Print the lines of the entries below unchanged, starting at the line containing "For each <instance>" and ending at the line containing "positive clicks: (28, 37)".

━━━━━━━━━━━━━━━━━━━━

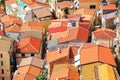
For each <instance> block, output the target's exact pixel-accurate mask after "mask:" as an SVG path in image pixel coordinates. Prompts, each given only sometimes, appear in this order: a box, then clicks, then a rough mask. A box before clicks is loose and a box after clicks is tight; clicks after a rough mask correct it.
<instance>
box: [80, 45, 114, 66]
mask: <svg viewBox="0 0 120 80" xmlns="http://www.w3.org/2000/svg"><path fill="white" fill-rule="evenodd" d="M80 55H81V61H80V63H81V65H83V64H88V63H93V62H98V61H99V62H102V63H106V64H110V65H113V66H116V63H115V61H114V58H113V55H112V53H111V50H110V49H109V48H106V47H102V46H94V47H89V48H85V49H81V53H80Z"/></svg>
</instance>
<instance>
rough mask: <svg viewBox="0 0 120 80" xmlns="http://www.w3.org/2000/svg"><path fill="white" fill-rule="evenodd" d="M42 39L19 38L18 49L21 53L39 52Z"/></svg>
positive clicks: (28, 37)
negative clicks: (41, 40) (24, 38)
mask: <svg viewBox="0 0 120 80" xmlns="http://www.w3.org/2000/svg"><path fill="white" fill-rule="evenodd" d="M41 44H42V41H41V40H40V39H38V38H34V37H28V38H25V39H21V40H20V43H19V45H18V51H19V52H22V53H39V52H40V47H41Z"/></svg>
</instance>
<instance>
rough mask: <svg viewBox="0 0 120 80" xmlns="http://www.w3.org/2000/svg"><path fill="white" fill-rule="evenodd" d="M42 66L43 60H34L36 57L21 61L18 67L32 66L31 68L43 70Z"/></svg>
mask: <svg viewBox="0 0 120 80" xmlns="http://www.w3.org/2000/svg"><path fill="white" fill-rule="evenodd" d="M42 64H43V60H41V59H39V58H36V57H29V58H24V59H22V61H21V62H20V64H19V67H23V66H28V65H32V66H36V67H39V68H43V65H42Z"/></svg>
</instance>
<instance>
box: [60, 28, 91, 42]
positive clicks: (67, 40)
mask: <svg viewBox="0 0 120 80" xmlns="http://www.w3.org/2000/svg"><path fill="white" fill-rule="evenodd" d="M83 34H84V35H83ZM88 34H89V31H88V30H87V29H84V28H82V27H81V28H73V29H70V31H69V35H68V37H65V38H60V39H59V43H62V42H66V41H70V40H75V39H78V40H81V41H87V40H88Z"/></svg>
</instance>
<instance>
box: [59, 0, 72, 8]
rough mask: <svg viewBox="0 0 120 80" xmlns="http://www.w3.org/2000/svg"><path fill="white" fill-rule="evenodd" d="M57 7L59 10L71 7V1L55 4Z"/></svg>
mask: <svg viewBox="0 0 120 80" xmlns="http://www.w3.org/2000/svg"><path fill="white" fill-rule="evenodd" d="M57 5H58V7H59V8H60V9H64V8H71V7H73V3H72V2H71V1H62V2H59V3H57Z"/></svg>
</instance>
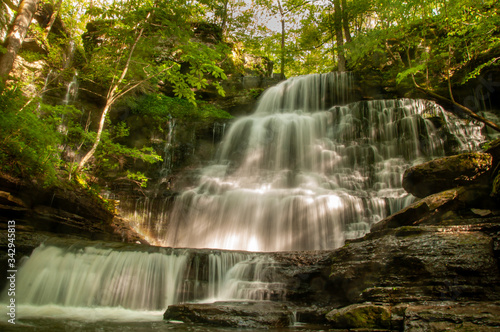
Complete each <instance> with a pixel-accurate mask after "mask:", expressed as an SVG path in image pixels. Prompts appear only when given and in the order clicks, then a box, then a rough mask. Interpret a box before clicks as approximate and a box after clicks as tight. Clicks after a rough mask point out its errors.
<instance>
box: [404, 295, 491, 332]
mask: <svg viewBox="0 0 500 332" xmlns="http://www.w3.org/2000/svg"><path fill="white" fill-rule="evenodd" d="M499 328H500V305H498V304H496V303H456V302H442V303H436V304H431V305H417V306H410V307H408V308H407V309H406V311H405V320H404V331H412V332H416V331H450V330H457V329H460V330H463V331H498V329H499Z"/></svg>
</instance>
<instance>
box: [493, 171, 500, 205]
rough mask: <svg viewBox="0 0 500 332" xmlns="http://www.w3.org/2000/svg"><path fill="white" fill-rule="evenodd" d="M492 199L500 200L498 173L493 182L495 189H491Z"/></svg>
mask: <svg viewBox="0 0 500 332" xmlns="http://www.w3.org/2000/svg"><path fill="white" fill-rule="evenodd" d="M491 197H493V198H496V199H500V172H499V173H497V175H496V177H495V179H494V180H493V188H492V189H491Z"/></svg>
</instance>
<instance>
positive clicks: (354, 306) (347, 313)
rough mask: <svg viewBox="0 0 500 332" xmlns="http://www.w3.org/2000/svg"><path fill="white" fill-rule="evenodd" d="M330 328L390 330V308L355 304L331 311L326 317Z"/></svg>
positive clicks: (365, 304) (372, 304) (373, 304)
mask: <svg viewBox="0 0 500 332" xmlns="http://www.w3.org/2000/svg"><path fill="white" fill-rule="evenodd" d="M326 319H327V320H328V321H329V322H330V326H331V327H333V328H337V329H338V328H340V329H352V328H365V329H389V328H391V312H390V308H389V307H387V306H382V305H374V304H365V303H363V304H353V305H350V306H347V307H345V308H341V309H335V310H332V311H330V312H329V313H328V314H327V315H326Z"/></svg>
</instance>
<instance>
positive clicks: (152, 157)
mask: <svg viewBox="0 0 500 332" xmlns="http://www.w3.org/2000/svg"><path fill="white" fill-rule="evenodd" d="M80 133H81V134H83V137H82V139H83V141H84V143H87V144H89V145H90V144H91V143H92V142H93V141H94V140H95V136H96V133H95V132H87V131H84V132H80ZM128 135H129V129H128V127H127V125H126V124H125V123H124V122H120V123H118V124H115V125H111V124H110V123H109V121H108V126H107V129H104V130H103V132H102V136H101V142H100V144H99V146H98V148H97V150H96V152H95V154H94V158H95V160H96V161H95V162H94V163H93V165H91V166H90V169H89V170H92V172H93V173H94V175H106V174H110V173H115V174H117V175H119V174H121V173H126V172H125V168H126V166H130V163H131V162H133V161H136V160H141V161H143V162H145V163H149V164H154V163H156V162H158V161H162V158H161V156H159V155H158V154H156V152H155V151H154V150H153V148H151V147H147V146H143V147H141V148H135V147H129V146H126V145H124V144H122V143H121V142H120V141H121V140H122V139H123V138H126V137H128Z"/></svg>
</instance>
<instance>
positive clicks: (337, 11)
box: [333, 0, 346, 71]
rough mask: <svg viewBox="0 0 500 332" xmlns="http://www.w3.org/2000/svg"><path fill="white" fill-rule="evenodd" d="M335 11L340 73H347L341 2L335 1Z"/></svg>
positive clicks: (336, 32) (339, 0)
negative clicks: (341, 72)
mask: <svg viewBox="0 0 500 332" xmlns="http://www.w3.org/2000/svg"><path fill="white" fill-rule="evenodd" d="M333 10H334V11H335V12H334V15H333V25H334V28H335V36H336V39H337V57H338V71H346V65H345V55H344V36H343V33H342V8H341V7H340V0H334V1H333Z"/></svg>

━━━━━━━━━━━━━━━━━━━━

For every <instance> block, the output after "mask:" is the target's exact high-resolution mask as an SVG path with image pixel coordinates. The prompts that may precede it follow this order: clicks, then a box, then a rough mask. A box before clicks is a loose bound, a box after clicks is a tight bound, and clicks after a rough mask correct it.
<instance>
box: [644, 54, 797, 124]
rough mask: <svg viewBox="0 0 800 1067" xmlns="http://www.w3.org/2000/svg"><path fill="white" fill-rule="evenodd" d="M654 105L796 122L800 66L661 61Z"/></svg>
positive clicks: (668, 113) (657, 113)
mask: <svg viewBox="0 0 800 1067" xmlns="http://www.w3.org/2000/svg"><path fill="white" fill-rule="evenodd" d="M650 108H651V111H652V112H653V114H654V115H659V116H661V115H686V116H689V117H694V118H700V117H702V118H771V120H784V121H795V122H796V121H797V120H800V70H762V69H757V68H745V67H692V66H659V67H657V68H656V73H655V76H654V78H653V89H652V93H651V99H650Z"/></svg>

━━━━━━━━━━━━━━━━━━━━

_YOUR SOLUTION_:
For each <instance> block, output the target's exact pixel-accurate mask after "mask:" as an SVG path in image pixel coordinates. Prompts, each given only sometimes, appear in this order: a box, then clicks, then a rough mask. A box before clicks is loose and a box after clicks is tight; clicks after a rough mask correct it.
<instance>
box: [80, 45, 114, 66]
mask: <svg viewBox="0 0 120 80" xmlns="http://www.w3.org/2000/svg"><path fill="white" fill-rule="evenodd" d="M80 55H81V61H80V63H81V65H83V64H88V63H93V62H98V61H99V62H102V63H106V64H110V65H113V66H116V63H115V61H114V58H113V55H112V53H111V50H110V49H109V48H106V47H102V46H94V47H89V48H85V49H81V53H80Z"/></svg>
</instance>
<instance>
rough mask: <svg viewBox="0 0 120 80" xmlns="http://www.w3.org/2000/svg"><path fill="white" fill-rule="evenodd" d="M42 39L19 38L18 49L21 53L39 52Z"/></svg>
positive clicks: (28, 37)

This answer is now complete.